▶ _Exercise requirements_:
Please set down the records exactly, keeping every line.

▶ _Data shown_:
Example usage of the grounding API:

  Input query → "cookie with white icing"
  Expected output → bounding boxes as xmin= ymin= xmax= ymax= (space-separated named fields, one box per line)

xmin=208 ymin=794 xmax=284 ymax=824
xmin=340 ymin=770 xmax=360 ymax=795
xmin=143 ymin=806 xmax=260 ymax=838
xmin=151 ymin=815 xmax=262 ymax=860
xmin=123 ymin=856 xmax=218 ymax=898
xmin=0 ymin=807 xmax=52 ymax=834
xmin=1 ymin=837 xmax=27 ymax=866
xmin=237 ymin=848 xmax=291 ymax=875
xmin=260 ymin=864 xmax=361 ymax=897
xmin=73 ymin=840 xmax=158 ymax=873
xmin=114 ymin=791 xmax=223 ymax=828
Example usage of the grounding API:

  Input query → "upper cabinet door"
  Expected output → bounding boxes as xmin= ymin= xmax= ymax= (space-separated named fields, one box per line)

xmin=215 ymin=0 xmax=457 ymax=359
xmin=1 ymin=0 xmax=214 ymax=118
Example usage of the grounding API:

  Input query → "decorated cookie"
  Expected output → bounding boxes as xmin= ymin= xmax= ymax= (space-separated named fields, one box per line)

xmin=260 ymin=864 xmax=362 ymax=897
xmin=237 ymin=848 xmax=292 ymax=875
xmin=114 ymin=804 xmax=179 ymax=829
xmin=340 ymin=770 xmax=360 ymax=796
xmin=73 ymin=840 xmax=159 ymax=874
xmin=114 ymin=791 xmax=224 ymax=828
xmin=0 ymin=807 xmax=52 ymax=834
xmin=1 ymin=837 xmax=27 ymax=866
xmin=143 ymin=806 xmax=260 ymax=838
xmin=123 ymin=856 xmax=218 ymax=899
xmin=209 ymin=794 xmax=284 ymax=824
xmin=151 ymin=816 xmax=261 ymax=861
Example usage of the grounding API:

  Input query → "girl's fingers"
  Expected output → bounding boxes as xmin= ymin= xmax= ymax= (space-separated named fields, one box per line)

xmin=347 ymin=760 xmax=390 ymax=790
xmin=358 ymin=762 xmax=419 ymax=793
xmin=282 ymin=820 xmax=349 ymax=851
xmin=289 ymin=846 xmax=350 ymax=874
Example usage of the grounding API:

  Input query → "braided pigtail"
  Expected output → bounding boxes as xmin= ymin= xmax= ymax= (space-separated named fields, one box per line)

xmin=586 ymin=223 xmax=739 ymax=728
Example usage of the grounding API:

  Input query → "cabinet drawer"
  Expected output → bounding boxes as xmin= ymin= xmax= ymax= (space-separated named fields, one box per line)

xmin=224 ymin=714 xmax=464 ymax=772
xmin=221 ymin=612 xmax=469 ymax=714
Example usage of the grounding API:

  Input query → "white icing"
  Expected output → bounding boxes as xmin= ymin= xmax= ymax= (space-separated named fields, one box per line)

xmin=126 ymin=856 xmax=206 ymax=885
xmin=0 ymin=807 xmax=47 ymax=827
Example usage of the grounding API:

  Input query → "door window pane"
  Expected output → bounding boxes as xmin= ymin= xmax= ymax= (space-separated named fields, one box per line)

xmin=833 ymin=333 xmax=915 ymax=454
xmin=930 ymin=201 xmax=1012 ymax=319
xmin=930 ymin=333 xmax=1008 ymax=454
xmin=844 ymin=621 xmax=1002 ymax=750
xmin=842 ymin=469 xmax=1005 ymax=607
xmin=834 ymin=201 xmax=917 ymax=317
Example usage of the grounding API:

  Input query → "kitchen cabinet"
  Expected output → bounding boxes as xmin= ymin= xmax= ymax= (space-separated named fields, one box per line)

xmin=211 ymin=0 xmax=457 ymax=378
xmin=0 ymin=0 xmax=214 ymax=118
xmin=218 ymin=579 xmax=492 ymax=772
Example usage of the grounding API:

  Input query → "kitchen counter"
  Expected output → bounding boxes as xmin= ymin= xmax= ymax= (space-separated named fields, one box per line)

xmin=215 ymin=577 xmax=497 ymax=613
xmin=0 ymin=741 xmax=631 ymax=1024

▶ _Output below_:
Example usage of the grounding API:

  Input query → "cookie with white icing"
  Expected output → bounding boxes as xmin= ymin= xmax= ymax= (space-separated named fields, one box per line)

xmin=208 ymin=794 xmax=284 ymax=824
xmin=340 ymin=770 xmax=360 ymax=795
xmin=143 ymin=806 xmax=260 ymax=838
xmin=151 ymin=815 xmax=262 ymax=860
xmin=123 ymin=856 xmax=218 ymax=898
xmin=0 ymin=807 xmax=52 ymax=834
xmin=1 ymin=837 xmax=27 ymax=866
xmin=237 ymin=848 xmax=291 ymax=875
xmin=260 ymin=864 xmax=361 ymax=897
xmin=73 ymin=840 xmax=158 ymax=873
xmin=114 ymin=791 xmax=223 ymax=828
Example usage of the grounding API:

  Input query → "upper cabinet door"
  Expected output → bounding boxes as xmin= ymin= xmax= ymax= (space-separated named fields, one box per line)

xmin=215 ymin=0 xmax=457 ymax=359
xmin=1 ymin=0 xmax=214 ymax=118
Example usage of the grounding API:

  Input query → "decorated cookie"
  Expected output → bounding boxes as xmin= ymin= xmax= ymax= (space-separated named fields, one box per line)

xmin=260 ymin=864 xmax=362 ymax=897
xmin=237 ymin=848 xmax=292 ymax=875
xmin=114 ymin=804 xmax=179 ymax=829
xmin=340 ymin=770 xmax=360 ymax=796
xmin=73 ymin=840 xmax=159 ymax=874
xmin=114 ymin=791 xmax=224 ymax=828
xmin=0 ymin=807 xmax=52 ymax=834
xmin=1 ymin=837 xmax=27 ymax=866
xmin=143 ymin=806 xmax=260 ymax=838
xmin=123 ymin=856 xmax=218 ymax=899
xmin=209 ymin=794 xmax=284 ymax=824
xmin=151 ymin=816 xmax=261 ymax=861
Example usage of the grounding API:

  Input query → "girl's fingers"
  Expected output → bounding boxes as xmin= ymin= xmax= ymax= (space-separated named fields, one box per line)

xmin=347 ymin=760 xmax=390 ymax=790
xmin=358 ymin=762 xmax=419 ymax=793
xmin=282 ymin=820 xmax=349 ymax=851
xmin=289 ymin=846 xmax=350 ymax=874
Example usage of the grounding API:

  Input query → "braided pigtail"
  Expected output → bounding boxes as xmin= ymin= xmax= ymax= (space-separated named fields, one box per line)

xmin=586 ymin=223 xmax=739 ymax=728
Example usage of the grounding API:

  Input query → "cabinet drawer"
  Expected output → bounding boxes as xmin= ymin= xmax= ymax= (space-separated named fields, one box per line)

xmin=224 ymin=714 xmax=464 ymax=772
xmin=221 ymin=612 xmax=469 ymax=714
Example usage of the grounding API:

  Input query → "white icing"
  Expected output → bounding boxes as xmin= ymin= xmax= ymax= (space-separated named fields, one box per line)

xmin=126 ymin=856 xmax=206 ymax=885
xmin=0 ymin=807 xmax=47 ymax=827
Example usage of the grounding API:

  Input query → "door window pane"
  Expected output → bounding boxes as xmin= ymin= xmax= ymax= (space-separated named fields, one box per line)

xmin=833 ymin=333 xmax=915 ymax=454
xmin=930 ymin=201 xmax=1012 ymax=319
xmin=930 ymin=333 xmax=1008 ymax=454
xmin=844 ymin=621 xmax=1002 ymax=750
xmin=842 ymin=469 xmax=1005 ymax=607
xmin=834 ymin=201 xmax=917 ymax=317
Example usage of the grounding API:

  Input query → "kitchen cabinet"
  Expected output → bounding boxes as xmin= ymin= xmax= ymax= (space-separated named fields, one box per line)

xmin=211 ymin=0 xmax=457 ymax=378
xmin=0 ymin=0 xmax=214 ymax=118
xmin=218 ymin=579 xmax=492 ymax=772
Example usage of the grounding API:

  Input query → "kitchen counter"
  Expected output → bounding boxes as xmin= ymin= xmax= ymax= (space-separated named fields, one box per line)

xmin=215 ymin=577 xmax=497 ymax=613
xmin=0 ymin=741 xmax=631 ymax=1024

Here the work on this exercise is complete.